→ Alıntılanan pasaj
Beklediğim bir şeydi. Kitap sektöründeki dostlarla konuşmalarımızı ayrı bir rafa kaldırırsam kemikleşmiş marketlerin pazarlamacıları özellikle son birkaç ayda zıvanadan çıkmış durumda. Abi, ne varsa nakit alırımcılardan zamanında satmamış ve depoda yalnızlıklarına terk edilen ürünleri allayıp pullayıp yeniden satışa çıkartmalarına kadar her şeyi gördüm şu son aylarda. Üretimciler de şaşırmış durumda. Üçe mâl edilen ürünün bir ay sonra kaça mâl edileceği de hesaplanamıyor. Hammadde fiyatları uçmuş durumda ve hammaddeciler stokçuluğa başlayalı bir buçuk sene oluyor. Kimse bir şey satmak istemiyor çünkü dün üç kuruştan aldığı ürün bugün on kuruştan yeniden alınabiliyor. Karaborsaya döndü iş.

→ Görev A
Alıntılanan pasaja göre aşağıdaki soruları yanıtlayın.
(i) Marketlerin pazarlamacıları özellikle ne zamandır zıvanadan çıkmış durumda?
(ii) Hammaddeciler ne kadar süredir stokçuluk yapıyor?
(iii) Kimse neden bir şey satmak istemiyor?
→ Görev B
Alıntılanan pasajın bir bölümünü harfi harfine yeniden yazın. "Beklediğim bir şeydi." sözcüklerinin geçtiği yerden başlayın ve "Karaborsaya döndü iş." sözcüklerinden sonra bırakın.

Konum işaretleme veri kümesinden alıntılar:
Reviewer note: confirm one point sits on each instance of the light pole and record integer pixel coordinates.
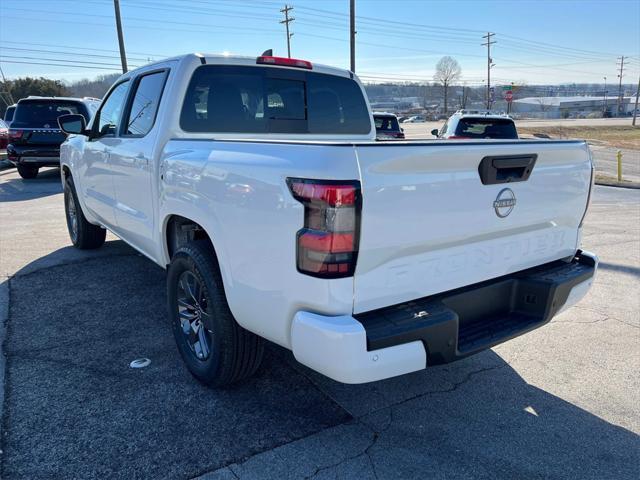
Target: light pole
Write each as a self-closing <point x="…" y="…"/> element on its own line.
<point x="604" y="108"/>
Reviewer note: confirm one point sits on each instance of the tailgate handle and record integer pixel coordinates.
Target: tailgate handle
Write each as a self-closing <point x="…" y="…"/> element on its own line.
<point x="506" y="168"/>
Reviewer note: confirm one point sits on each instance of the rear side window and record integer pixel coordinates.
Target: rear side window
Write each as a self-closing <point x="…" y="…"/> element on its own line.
<point x="45" y="113"/>
<point x="249" y="99"/>
<point x="144" y="106"/>
<point x="8" y="115"/>
<point x="486" y="128"/>
<point x="386" y="124"/>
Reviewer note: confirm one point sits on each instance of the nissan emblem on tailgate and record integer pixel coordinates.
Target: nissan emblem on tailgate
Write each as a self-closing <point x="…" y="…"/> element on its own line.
<point x="504" y="202"/>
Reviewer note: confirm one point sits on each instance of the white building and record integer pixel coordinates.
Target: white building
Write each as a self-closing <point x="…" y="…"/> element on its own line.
<point x="568" y="107"/>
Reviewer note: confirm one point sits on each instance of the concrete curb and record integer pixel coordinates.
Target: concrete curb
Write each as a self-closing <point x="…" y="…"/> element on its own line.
<point x="615" y="183"/>
<point x="4" y="318"/>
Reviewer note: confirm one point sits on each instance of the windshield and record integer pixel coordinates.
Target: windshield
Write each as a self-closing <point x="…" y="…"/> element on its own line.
<point x="487" y="128"/>
<point x="386" y="123"/>
<point x="244" y="99"/>
<point x="45" y="113"/>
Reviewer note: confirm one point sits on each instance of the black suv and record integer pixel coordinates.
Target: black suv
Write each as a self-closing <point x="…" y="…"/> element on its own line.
<point x="34" y="135"/>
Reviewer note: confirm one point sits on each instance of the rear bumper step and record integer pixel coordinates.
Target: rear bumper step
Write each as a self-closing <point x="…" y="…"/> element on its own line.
<point x="438" y="329"/>
<point x="459" y="323"/>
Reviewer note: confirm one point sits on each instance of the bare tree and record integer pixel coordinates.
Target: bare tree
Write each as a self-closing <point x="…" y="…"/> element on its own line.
<point x="544" y="103"/>
<point x="447" y="71"/>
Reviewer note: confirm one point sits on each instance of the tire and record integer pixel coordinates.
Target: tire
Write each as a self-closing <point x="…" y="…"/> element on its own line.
<point x="27" y="171"/>
<point x="233" y="353"/>
<point x="84" y="235"/>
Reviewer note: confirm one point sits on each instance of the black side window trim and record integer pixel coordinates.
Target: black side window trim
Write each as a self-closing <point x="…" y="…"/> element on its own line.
<point x="122" y="132"/>
<point x="96" y="118"/>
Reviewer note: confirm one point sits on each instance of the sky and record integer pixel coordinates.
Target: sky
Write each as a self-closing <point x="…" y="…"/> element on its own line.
<point x="537" y="42"/>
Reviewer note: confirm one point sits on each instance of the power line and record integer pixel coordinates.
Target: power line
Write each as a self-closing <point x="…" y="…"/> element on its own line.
<point x="60" y="65"/>
<point x="352" y="34"/>
<point x="2" y="55"/>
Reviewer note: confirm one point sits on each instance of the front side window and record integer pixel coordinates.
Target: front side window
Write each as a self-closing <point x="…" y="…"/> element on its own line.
<point x="245" y="99"/>
<point x="145" y="104"/>
<point x="111" y="110"/>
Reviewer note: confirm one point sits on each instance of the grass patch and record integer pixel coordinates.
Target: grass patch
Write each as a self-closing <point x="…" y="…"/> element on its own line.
<point x="623" y="136"/>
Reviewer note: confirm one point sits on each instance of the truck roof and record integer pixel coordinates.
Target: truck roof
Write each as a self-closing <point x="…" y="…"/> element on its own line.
<point x="217" y="59"/>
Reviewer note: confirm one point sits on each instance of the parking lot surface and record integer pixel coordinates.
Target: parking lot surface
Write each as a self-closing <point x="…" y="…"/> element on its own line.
<point x="560" y="402"/>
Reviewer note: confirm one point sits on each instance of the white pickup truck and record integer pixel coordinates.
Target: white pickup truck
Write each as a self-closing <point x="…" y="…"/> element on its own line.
<point x="259" y="186"/>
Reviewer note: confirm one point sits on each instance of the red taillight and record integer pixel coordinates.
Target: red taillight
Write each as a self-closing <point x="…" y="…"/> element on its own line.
<point x="287" y="62"/>
<point x="328" y="242"/>
<point x="15" y="134"/>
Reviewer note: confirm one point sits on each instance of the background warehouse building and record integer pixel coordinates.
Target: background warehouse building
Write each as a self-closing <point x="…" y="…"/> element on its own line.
<point x="571" y="107"/>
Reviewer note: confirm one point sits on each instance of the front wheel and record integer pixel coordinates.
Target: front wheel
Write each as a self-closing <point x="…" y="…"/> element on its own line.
<point x="27" y="171"/>
<point x="216" y="350"/>
<point x="84" y="235"/>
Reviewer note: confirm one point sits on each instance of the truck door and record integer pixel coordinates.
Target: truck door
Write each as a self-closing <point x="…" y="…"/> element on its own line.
<point x="97" y="181"/>
<point x="132" y="161"/>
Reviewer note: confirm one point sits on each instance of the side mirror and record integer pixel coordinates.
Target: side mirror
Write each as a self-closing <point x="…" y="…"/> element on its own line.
<point x="74" y="124"/>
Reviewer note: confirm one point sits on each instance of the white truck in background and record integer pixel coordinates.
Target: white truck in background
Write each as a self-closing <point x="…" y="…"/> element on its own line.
<point x="259" y="186"/>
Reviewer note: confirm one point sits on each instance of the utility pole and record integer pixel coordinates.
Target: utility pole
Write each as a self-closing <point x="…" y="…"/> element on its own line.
<point x="8" y="87"/>
<point x="635" y="110"/>
<point x="352" y="17"/>
<point x="604" y="103"/>
<point x="620" y="85"/>
<point x="489" y="65"/>
<point x="123" y="56"/>
<point x="286" y="21"/>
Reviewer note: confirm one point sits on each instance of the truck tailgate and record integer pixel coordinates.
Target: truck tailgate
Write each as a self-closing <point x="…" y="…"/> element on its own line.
<point x="442" y="215"/>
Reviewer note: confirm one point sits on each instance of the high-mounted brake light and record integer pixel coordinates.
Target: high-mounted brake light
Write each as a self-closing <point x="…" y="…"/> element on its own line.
<point x="328" y="242"/>
<point x="287" y="62"/>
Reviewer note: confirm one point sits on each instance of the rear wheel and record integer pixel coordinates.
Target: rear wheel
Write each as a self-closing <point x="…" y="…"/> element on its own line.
<point x="27" y="171"/>
<point x="84" y="235"/>
<point x="216" y="350"/>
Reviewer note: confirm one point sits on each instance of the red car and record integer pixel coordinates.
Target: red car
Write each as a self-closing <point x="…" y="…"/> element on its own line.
<point x="4" y="135"/>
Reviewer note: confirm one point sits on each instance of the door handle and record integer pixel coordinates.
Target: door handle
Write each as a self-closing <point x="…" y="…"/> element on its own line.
<point x="141" y="157"/>
<point x="506" y="168"/>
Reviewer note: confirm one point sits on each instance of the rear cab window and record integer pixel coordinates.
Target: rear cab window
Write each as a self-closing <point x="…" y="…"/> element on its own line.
<point x="39" y="113"/>
<point x="8" y="115"/>
<point x="247" y="99"/>
<point x="502" y="128"/>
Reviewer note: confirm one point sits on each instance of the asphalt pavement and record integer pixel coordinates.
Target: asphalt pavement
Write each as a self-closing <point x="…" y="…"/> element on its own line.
<point x="559" y="402"/>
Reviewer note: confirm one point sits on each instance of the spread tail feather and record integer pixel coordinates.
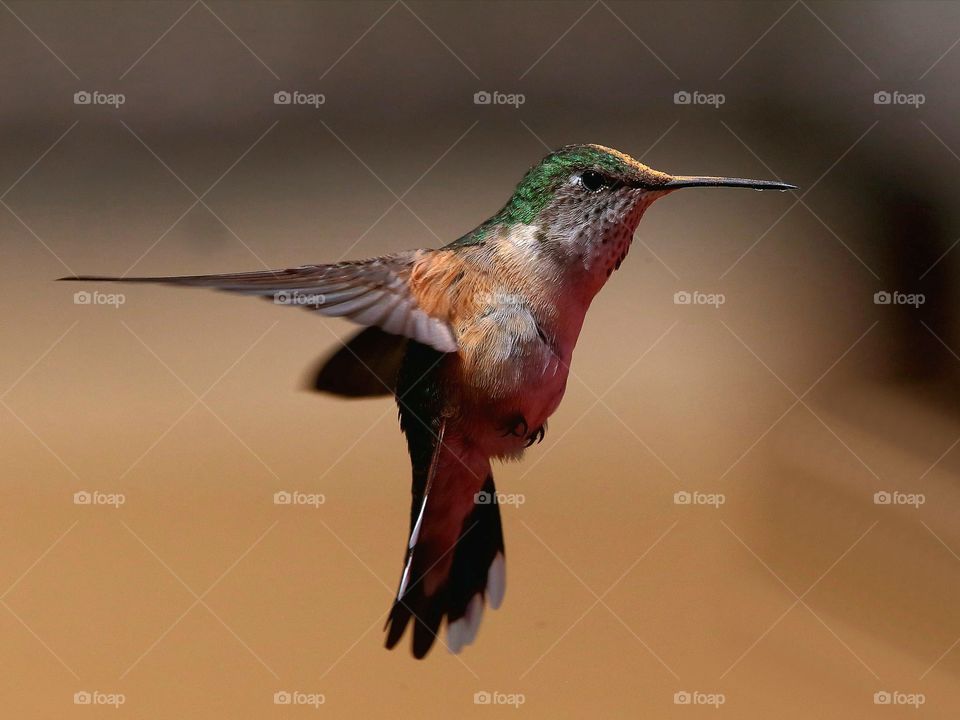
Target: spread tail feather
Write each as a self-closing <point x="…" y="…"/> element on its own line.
<point x="453" y="578"/>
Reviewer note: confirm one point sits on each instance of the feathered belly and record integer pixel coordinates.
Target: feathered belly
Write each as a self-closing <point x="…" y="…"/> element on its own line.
<point x="506" y="402"/>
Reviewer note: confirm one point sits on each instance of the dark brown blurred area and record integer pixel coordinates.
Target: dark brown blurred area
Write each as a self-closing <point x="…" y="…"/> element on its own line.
<point x="809" y="415"/>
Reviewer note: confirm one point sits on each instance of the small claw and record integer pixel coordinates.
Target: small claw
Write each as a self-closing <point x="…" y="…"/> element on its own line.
<point x="536" y="436"/>
<point x="518" y="429"/>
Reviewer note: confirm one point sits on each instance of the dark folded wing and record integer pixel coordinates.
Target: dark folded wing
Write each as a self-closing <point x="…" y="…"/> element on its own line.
<point x="372" y="292"/>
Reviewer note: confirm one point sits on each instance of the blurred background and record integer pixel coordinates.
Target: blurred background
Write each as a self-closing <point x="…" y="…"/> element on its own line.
<point x="748" y="504"/>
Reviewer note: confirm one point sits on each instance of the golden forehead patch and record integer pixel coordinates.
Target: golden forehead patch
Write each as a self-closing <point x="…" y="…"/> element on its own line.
<point x="620" y="156"/>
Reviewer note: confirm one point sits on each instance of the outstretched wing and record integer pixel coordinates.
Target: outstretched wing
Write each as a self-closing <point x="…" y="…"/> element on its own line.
<point x="374" y="292"/>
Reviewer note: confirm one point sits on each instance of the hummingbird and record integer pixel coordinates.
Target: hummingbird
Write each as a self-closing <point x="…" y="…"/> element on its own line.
<point x="474" y="340"/>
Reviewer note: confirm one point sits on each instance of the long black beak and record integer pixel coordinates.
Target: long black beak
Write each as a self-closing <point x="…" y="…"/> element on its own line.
<point x="682" y="181"/>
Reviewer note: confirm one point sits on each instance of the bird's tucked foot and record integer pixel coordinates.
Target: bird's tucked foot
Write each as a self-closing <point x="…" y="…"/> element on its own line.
<point x="516" y="426"/>
<point x="536" y="436"/>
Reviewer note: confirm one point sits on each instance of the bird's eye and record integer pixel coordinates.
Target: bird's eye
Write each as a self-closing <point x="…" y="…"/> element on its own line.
<point x="592" y="181"/>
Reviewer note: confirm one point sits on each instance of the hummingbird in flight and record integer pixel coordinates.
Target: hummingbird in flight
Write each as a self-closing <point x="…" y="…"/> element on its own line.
<point x="474" y="340"/>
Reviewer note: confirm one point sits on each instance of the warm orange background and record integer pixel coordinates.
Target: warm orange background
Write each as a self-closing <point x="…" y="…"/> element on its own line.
<point x="798" y="598"/>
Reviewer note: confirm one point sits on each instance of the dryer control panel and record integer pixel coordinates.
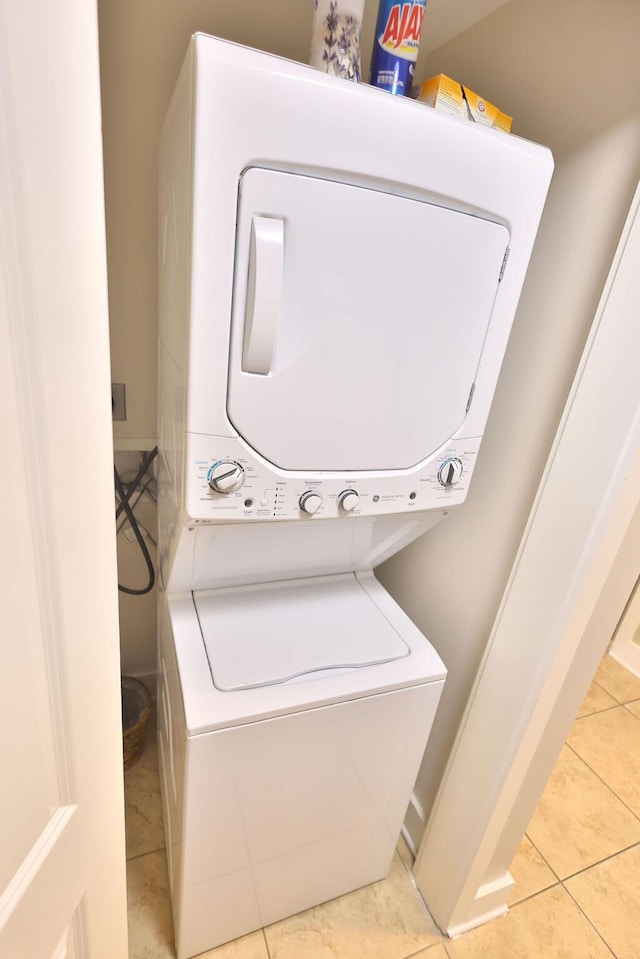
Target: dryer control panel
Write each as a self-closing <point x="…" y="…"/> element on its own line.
<point x="228" y="483"/>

→ Tam yanıt A
(i) Son birkaç aydır zıvanadan çıkmış durumdalar.
(ii) Bir buçuk senedir stokçuluk yapıyorlar.
(iii) Kimse satmak istemiyor, çünkü dün üç kuruştan alınan ürün bugün on kuruştan yeniden alınabiliyor.

→ Tam yanıt B
Beklediğim bir şeydi. Kitap sektöründeki dostlarla konuşmalarımızı ayrı bir rafa kaldırırsam kemikleşmiş marketlerin pazarlamacıları özellikle son birkaç ayda zıvanadan çıkmış durumda. Abi, ne varsa nakit alırımcılardan zamanında satmamış ve depoda yalnızlıklarına terk edilen ürünleri allayıp pullayıp yeniden satışa çıkartmalarına kadar her şeyi gördüm şu son aylarda. Üretimciler de şaşırmış durumda. Üçe mâl edilen ürünün bir ay sonra kaça mâl edileceği de hesaplanamıyor. Hammadde fiyatları uçmuş durumda ve hammaddeciler stokçuluğa başlayalı bir buçuk sene oluyor. Kimse bir şey satmak istemiyor çünkü dün üç kuruştan aldığı ürün bugün on kuruştan yeniden alınabiliyor. Karaborsaya döndü iş.